### TASK DETAILS
Give a verbatim repeat of the lines that run from the line containing "Mark the wood" to the end of the data below.

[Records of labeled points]
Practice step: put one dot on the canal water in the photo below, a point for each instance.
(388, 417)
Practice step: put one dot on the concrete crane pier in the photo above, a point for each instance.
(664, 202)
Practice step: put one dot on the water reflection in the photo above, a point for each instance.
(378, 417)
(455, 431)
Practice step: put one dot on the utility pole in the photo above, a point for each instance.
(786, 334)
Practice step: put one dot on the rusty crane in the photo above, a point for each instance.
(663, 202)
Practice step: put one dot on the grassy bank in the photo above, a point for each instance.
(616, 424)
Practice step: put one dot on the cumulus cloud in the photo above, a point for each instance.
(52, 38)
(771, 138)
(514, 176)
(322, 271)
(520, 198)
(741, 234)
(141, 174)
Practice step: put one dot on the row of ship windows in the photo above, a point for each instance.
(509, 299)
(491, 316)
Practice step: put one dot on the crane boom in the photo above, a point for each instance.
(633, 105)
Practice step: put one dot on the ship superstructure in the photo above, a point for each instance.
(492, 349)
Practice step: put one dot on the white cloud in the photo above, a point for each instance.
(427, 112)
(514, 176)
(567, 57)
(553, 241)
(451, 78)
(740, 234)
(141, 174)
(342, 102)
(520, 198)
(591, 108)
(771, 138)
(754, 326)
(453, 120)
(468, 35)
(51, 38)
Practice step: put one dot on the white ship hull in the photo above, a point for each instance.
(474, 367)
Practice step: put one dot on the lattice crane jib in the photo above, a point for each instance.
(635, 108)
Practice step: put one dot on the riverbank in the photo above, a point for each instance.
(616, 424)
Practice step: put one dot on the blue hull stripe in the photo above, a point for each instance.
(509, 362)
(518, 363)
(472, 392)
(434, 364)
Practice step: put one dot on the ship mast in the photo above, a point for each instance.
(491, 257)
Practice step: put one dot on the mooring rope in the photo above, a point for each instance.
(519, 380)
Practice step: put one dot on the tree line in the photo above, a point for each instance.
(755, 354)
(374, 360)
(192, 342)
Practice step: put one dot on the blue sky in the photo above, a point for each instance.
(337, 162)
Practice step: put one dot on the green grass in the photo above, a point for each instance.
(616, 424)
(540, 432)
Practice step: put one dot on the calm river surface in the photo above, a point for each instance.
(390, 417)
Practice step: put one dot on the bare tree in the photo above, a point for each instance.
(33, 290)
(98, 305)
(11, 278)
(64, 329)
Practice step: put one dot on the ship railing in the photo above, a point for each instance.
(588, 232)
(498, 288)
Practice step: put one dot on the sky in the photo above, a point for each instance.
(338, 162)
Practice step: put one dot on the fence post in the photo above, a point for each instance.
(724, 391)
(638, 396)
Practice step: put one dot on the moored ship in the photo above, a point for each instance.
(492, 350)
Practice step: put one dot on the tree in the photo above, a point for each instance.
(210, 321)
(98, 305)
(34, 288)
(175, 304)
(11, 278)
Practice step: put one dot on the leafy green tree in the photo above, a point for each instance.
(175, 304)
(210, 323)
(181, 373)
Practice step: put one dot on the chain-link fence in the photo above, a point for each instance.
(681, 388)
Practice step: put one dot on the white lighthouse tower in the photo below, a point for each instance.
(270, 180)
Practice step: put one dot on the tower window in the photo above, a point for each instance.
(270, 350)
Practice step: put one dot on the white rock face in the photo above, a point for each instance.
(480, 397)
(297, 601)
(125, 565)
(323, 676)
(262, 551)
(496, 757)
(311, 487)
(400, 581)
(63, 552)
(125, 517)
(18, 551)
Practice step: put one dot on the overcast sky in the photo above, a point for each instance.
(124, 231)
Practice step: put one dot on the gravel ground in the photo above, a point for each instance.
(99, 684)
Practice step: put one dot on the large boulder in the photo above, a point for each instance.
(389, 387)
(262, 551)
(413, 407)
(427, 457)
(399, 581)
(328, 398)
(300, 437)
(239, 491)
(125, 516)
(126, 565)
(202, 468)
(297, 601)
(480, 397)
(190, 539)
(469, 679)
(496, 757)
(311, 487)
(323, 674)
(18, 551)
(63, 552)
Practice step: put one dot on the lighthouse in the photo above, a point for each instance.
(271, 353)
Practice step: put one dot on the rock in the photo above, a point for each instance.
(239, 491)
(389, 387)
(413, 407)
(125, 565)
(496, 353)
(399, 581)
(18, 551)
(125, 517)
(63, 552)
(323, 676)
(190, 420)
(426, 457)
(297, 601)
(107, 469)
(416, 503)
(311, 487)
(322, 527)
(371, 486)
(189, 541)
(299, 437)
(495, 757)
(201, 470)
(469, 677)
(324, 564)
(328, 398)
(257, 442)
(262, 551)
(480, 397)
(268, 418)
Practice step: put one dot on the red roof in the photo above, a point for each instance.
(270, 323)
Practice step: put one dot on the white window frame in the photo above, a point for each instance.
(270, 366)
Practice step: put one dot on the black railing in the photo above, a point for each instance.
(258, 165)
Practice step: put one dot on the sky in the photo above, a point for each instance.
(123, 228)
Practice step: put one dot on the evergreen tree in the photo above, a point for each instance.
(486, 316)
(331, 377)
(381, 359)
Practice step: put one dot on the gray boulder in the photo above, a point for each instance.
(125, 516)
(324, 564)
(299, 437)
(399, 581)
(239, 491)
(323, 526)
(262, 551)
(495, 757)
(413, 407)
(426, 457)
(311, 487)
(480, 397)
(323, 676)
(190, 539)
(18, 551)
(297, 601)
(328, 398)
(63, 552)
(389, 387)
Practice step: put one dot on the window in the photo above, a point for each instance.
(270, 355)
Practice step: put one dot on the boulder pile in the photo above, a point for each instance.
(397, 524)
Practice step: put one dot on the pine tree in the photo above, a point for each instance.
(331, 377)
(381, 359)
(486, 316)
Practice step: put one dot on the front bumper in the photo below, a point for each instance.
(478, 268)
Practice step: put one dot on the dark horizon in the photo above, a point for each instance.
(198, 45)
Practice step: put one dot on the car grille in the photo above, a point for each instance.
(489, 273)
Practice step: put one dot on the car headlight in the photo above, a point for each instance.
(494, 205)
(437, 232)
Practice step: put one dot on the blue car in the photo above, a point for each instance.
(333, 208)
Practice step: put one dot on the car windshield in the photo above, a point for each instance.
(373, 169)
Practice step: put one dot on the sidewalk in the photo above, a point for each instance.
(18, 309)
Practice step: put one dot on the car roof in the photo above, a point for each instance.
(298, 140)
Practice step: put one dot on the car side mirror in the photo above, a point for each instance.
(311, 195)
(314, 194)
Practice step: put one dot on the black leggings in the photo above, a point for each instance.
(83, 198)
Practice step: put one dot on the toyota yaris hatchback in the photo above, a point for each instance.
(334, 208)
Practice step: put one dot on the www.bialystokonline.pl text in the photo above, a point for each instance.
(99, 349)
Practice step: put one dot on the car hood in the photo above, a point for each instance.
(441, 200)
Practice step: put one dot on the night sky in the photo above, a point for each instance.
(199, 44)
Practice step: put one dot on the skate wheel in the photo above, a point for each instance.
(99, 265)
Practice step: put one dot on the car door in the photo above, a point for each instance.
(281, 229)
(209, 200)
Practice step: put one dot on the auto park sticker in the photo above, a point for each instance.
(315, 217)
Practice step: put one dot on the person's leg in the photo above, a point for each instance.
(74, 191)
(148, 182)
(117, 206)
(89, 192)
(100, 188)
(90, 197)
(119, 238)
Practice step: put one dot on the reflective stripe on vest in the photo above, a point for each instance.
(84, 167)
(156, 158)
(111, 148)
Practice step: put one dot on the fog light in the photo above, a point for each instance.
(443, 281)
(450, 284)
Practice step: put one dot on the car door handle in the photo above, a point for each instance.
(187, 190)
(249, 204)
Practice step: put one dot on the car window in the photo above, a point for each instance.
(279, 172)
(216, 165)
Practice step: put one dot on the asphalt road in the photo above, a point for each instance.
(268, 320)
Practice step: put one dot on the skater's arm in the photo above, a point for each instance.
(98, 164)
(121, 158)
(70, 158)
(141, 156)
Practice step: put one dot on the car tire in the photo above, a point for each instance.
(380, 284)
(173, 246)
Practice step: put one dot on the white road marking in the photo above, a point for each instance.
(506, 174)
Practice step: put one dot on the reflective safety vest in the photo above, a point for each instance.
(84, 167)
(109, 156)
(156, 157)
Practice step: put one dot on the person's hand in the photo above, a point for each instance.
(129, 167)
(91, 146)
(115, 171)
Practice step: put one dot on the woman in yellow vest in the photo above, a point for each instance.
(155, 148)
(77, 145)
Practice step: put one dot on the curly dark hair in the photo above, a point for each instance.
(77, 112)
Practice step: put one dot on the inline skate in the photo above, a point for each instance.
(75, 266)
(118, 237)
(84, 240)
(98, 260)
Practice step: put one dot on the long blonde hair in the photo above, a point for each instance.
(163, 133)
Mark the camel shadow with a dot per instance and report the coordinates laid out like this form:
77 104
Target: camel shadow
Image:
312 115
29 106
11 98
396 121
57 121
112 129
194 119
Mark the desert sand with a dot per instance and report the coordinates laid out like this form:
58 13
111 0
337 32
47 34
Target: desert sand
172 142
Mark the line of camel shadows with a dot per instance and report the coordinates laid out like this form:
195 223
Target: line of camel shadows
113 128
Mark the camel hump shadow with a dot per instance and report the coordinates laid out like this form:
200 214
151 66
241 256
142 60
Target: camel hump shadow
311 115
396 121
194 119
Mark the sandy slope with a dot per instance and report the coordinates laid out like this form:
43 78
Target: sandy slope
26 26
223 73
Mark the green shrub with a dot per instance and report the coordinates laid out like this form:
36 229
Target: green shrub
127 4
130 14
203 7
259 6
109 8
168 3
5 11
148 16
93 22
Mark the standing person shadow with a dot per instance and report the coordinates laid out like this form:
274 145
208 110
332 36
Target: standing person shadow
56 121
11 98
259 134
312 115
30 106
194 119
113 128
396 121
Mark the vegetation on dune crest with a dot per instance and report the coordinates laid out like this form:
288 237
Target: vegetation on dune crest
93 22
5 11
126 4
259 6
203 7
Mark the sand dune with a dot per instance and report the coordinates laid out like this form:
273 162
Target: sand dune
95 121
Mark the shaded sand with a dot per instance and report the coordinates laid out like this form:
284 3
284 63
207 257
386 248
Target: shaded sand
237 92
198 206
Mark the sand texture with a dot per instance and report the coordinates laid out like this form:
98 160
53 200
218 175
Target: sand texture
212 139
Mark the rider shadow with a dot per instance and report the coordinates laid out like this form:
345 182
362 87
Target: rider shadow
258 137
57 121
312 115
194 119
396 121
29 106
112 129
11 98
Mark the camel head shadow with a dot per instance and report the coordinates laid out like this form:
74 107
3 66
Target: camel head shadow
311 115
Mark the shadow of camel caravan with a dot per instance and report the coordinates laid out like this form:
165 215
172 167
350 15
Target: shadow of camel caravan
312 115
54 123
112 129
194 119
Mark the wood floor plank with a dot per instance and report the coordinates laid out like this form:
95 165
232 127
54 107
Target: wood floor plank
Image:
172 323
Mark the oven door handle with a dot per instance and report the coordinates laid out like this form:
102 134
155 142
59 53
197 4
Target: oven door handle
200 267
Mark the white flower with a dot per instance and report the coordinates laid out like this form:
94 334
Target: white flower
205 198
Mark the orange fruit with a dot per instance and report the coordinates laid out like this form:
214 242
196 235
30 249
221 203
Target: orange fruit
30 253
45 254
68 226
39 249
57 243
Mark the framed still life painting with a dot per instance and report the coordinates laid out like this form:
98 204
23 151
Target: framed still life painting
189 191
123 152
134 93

### THE OUTPUT
Mark the wood floor plank with a dot per instance and report the coordinates laid out like this form:
95 165
232 127
54 107
Target: wood floor plank
Image:
172 323
Mark the oven door handle with a dot per instance and report the coordinates laid out like this form:
102 134
155 142
59 53
197 4
Target: oven door handle
200 267
Mark the white flower with a dot per instance and report the coordinates laid out like this form:
94 334
Target: white flower
205 198
Mark the orange fruit with a dot per instance and report the coordinates laid out like this form:
214 242
196 235
30 249
221 203
Target: orange fruit
30 253
45 254
68 226
39 249
57 243
Mark the framed still life painting with a dot per instance and report the coordinates laid out like this form:
98 204
23 151
Target: framed still life painting
189 191
123 152
134 93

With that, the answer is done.